GIVEN PASSAGE:
══════

Although a variety of dimensions have been used to reflect culture, the cultural grouping has been typically defined by national boundaries. Hofstede (1983) acknowledged the existence of cultural differences between groups within nations and cited various levels of subcultures based on religion, region occupation, social class, gender and age. Hofstede examined that "statements about national culture or national character smell of superficiality and false generalization" (1983:77). Likewise, Clark (1990) asserts that the "nation has been used as a proxy for culture because it is easy to define and delimit, but culture is border free."
In terms of cultural similarities and dissimilarities within the group there was division between Nigerian and Pakistani culture which was further divided in the form of subcultures i.e. kashmiri, Punjabi and Urdu. Subculture is defined as a secondary group within a societal group that exhibits a shared pattern in the relative importance placed on the motivational domains. It is a subdivision of a national culture, composed of a combination of social situations such as status, ethnic background, regional and rural or urban residence and religious affiliation, that together form a functional unity which has an integrated impact on the participating individual ( Hannerz, 1992).

══════

WRITTEN EXERCISE:
Copy out the passage above on national culture and subcultures word for word, from start to finish.

══════

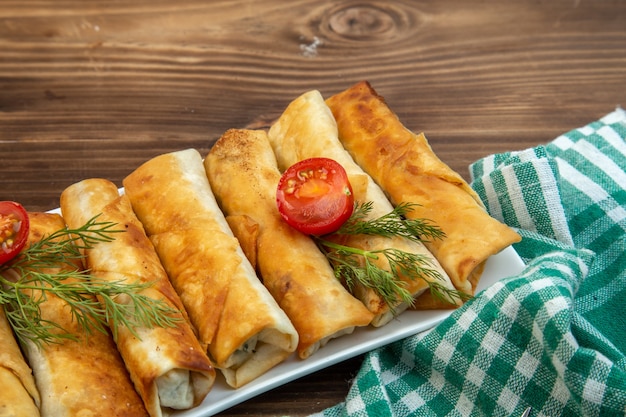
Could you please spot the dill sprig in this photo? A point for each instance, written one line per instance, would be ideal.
(358, 266)
(53, 265)
(391, 224)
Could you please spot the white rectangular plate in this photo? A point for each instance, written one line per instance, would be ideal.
(505, 264)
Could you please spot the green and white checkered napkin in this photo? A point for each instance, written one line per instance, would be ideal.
(553, 337)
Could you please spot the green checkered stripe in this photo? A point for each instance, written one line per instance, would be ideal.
(553, 337)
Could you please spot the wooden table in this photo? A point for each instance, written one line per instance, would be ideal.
(93, 89)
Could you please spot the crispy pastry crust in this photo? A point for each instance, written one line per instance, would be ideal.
(167, 365)
(237, 319)
(85, 376)
(407, 169)
(307, 129)
(242, 171)
(19, 396)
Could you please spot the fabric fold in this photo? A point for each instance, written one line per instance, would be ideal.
(552, 337)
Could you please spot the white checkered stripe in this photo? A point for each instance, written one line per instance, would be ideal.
(552, 337)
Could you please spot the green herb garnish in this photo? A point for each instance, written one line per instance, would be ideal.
(53, 265)
(357, 266)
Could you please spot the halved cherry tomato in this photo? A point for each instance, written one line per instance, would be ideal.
(14, 226)
(314, 196)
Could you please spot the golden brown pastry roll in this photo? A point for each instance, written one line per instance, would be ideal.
(307, 129)
(407, 169)
(167, 365)
(19, 396)
(242, 171)
(242, 326)
(74, 375)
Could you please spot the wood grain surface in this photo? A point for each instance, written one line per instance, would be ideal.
(93, 89)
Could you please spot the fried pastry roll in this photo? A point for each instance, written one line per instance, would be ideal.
(407, 169)
(19, 396)
(307, 129)
(242, 171)
(237, 319)
(167, 365)
(74, 375)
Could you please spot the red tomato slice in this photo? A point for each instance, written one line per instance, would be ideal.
(314, 196)
(14, 226)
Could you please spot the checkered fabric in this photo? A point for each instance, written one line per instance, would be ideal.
(553, 337)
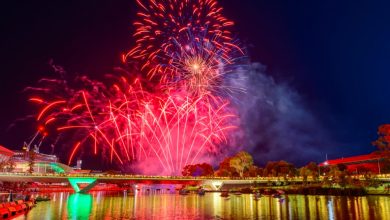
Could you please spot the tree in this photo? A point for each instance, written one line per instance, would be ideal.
(224, 168)
(279, 168)
(254, 171)
(304, 172)
(241, 162)
(314, 169)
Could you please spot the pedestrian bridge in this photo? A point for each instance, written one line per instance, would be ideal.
(214, 182)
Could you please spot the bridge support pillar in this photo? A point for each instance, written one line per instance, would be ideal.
(214, 184)
(75, 181)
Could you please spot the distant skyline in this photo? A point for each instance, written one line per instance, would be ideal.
(333, 55)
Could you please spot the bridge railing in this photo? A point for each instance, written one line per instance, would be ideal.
(130, 176)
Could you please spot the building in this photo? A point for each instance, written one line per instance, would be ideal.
(372, 162)
(43, 163)
(5, 154)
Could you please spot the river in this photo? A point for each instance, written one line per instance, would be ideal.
(161, 206)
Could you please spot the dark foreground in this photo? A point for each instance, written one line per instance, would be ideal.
(99, 205)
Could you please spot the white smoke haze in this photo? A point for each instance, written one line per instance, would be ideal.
(276, 124)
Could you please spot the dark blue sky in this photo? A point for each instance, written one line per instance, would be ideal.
(335, 54)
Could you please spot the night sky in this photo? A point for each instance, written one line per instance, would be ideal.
(335, 55)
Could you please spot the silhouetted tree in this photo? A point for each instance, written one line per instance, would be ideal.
(241, 162)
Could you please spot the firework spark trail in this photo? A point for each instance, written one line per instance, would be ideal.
(184, 44)
(174, 121)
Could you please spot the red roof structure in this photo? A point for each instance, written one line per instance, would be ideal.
(370, 162)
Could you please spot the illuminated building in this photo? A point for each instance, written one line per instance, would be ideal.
(5, 154)
(372, 162)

══════

SOLVED PROBLEM:
Although a variety of dimensions have been used to reflect culture, the cultural grouping has been typically defined by national boundaries. Hofstede (1983) acknowledged the existence of cultural differences between groups within nations and cited various levels of subcultures based on religion, region occupation, social class, gender and age. Hofstede examined that "statements about national culture or national character smell of superficiality and false generalization" (1983:77). Likewise, Clark (1990) asserts that the "nation has been used as a proxy for culture because it is easy to define and delimit, but culture is border free."
In terms of cultural similarities and dissimilarities within the group there was division between Nigerian and Pakistani culture which was further divided in the form of subcultures i.e. kashmiri, Punjabi and Urdu. Subculture is defined as a secondary group within a societal group that exhibits a shared pattern in the relative importance placed on the motivational domains. It is a subdivision of a national culture, composed of a combination of social situations such as status, ethnic background, regional and rural or urban residence and religious affiliation, that together form a functional unity which has an integrated impact on the participating individual ( Hannerz, 1992).